* _PROVIDED PASSAGE_:
━━━━━━━━━━

Exploring Regulatory Capture’s Unanswered Questions

Rent-seeking and profit-seeking behavior provide valuable insights into the concept of regulatory capture.

Regulatory capture is a problem. This is a point on which there is broad, bipartisan agreement, as demonstrated by a recent nonpartisan forum organized by the Administrative Conference of the United States as well as by this very The Regulatory Review series on this issue. But the answers to several critical questions remain up for debate. For one, what, precisely, is regulatory capture? Further, why is capture a problem? Finally, what can be done about it?

To answer these questions, it is worth reviewing the insights of George Stigler, the Nobel Prize-winning economist who is most associated with the concept of regulatory capture. Stigler’s economic theory of regulation observed that the government’s special resource—which private entities do not possess—is the power to coerce. Interest groups that can convince the government to use its coercive power for their benefit can earn economic rents at the expense of others. With this foundation, Stigler was able to show why regulation tends to get “captured” by well-organized interest groups acting to maximize their own well-being, often at the expense of broader society.

Stigler’s contemporaries, James Buchanan (also a Nobel laureate) and economics professor Gordon Tullock, were also concerned about the socially undesirable consequences of regulatory capture and the rent-seeking behavior that accompanies it. They distinguished “rent-seeking”—when people attempt to gain economic rewards through favorable government treatment—from “profit-seeking,” when people attempt to create rewards by discovering and acting on new opportunities.

━━━━━━━━━━

* _TO BE DONE_:
Reproduce the regulatory capture passage word for word, in full.

━━━━━━━━━━

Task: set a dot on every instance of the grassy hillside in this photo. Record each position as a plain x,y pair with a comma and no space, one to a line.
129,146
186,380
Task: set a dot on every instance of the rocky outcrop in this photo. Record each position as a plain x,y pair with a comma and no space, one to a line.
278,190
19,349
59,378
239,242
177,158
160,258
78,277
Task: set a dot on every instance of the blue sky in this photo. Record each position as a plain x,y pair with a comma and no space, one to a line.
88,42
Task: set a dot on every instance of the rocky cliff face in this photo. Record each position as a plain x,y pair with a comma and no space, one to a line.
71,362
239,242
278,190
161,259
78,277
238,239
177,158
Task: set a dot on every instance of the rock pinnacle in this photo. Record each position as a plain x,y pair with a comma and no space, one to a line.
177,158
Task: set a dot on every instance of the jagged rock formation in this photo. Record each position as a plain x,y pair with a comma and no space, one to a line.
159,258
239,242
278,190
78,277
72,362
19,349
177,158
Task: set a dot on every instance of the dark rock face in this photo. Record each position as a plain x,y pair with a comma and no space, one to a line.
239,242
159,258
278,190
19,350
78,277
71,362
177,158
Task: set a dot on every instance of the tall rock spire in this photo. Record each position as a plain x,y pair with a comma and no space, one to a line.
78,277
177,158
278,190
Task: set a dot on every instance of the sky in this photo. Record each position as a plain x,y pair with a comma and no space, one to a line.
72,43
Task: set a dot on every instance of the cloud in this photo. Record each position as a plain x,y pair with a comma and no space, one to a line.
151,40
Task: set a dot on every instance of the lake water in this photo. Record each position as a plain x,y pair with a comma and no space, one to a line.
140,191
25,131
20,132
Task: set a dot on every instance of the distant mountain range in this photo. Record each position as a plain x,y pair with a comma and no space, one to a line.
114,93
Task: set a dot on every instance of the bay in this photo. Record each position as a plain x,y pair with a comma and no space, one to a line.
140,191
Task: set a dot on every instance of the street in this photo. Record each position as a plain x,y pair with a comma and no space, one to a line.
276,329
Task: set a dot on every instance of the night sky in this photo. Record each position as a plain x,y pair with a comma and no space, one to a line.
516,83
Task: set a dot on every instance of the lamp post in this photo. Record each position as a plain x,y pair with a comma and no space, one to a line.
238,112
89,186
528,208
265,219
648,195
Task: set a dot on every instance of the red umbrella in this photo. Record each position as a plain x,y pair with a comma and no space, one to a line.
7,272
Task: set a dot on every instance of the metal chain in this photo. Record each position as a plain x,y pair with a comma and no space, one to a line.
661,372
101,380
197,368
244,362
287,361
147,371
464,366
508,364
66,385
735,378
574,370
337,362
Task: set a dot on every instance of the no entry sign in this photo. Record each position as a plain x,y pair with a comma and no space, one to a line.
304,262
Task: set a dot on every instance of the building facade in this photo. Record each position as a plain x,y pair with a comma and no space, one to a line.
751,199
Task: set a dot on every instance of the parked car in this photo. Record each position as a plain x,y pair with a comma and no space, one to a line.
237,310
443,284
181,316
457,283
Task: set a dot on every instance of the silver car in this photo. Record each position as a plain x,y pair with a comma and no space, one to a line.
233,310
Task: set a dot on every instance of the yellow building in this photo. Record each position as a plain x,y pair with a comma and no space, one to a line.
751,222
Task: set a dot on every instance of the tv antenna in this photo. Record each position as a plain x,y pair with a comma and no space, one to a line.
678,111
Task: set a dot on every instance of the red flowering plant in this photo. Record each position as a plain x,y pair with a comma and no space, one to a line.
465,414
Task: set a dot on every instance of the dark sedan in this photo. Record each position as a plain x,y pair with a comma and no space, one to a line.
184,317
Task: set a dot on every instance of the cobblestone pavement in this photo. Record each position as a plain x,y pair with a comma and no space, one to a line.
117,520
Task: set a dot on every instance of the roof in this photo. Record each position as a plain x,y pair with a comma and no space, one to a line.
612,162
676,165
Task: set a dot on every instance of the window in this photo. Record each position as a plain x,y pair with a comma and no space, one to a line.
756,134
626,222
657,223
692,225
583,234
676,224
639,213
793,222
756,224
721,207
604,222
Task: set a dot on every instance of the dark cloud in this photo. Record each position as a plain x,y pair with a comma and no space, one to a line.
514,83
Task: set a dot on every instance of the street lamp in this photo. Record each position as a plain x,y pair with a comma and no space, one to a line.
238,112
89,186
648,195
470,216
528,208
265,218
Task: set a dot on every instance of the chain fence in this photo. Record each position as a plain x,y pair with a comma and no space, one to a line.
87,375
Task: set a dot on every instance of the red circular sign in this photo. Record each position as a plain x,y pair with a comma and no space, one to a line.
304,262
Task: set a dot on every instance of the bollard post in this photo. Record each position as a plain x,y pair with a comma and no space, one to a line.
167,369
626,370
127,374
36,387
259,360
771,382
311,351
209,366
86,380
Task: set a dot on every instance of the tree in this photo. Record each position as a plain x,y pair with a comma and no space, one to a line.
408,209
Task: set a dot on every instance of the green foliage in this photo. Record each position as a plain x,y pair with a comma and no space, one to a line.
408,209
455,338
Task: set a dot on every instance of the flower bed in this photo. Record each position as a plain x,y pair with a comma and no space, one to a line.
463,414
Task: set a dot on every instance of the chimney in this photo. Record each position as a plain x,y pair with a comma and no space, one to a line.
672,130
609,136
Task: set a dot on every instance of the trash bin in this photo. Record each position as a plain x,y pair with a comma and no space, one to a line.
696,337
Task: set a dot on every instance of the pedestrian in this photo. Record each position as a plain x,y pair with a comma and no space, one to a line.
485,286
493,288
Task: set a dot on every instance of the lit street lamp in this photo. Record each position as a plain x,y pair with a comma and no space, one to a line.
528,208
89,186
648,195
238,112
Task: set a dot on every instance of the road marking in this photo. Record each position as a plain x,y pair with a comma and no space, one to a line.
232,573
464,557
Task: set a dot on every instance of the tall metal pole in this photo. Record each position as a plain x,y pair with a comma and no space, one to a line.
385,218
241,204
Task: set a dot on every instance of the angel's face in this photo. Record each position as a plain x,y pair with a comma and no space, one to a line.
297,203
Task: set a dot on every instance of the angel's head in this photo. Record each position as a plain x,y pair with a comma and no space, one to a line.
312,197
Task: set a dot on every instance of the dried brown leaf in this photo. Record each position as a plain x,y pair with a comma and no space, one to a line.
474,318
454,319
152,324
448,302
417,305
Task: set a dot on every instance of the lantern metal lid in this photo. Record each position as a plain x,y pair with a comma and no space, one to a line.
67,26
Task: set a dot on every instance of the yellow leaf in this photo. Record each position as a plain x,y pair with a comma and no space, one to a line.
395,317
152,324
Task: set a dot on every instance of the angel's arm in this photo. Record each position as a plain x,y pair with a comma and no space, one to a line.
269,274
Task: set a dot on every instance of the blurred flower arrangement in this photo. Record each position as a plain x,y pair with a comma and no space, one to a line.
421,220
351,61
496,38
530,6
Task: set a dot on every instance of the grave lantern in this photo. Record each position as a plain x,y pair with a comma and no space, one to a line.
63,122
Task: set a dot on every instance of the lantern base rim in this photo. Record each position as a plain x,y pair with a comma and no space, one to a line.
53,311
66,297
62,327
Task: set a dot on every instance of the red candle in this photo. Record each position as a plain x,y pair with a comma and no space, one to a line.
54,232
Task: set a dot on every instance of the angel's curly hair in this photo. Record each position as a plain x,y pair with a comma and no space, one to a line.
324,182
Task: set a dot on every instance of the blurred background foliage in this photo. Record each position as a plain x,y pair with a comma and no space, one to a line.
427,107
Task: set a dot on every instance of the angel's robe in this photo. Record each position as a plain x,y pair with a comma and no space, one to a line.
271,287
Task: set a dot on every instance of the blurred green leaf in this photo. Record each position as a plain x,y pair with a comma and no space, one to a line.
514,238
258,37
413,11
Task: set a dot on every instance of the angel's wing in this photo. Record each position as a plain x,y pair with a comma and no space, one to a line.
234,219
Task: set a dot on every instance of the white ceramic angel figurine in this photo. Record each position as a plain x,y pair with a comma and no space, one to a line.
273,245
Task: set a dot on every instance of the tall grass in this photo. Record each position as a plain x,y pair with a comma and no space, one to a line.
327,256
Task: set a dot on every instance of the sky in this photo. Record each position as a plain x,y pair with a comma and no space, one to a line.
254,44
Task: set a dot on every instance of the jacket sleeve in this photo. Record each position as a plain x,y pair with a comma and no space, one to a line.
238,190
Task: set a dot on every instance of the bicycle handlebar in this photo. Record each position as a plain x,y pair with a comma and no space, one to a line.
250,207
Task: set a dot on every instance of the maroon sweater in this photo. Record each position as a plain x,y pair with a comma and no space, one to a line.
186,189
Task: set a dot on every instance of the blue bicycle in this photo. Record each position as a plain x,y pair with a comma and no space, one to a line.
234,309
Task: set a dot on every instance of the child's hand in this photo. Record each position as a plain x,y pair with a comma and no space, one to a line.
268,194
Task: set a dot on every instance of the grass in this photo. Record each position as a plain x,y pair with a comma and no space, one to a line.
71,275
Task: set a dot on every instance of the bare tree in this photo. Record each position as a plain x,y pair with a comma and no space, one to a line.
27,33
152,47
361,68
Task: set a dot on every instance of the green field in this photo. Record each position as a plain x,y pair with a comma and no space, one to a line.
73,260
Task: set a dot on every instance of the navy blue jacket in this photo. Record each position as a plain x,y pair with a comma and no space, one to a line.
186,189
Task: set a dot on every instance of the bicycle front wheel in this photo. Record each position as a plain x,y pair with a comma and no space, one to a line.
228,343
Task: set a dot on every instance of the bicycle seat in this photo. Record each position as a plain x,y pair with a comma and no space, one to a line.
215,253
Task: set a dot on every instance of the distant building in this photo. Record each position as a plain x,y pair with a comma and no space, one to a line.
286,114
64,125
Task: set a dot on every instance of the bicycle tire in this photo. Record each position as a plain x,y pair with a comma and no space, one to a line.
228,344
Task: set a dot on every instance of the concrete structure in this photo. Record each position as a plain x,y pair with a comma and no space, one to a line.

━━━━━━━━━━

* _IN RESPONSE_:
Exploring Regulatory Capture’s Unanswered Questions

Rent-seeking and profit-seeking behavior provide valuable insights into the concept of regulatory capture.

Regulatory capture is a problem. This is a point on which there is broad, bipartisan agreement, as demonstrated by a recent nonpartisan forum organized by the Administrative Conference of the United States as well as by this very The Regulatory Review series on this issue. But the answers to several critical questions remain up for debate. For one, what, precisely, is regulatory capture? Further, why is capture a problem? Finally, what can be done about it?

To answer these questions, it is worth reviewing the insights of George Stigler, the Nobel Prize-winning economist who is most associated with the concept of regulatory capture. Stigler’s economic theory of regulation observed that the government’s special resource—which private entities do not possess—is the power to coerce. Interest groups that can convince the government to use its coercive power for their benefit can earn economic rents at the expense of others. With this foundation, Stigler was able to show why regulation tends to get “captured” by well-organized interest groups acting to maximize their own well-being, often at the expense of broader society.

Stigler’s contemporaries, James Buchanan (also a Nobel laureate) and economics professor Gordon Tullock, were also concerned about the socially undesirable consequences of regulatory capture and the rent-seeking behavior that accompanies it. They distinguished “rent-seeking”—when people attempt to gain economic rewards through favorable government treatment—from “profit-seeking,” when people attempt to create rewards by discovering and acting on new opportunities.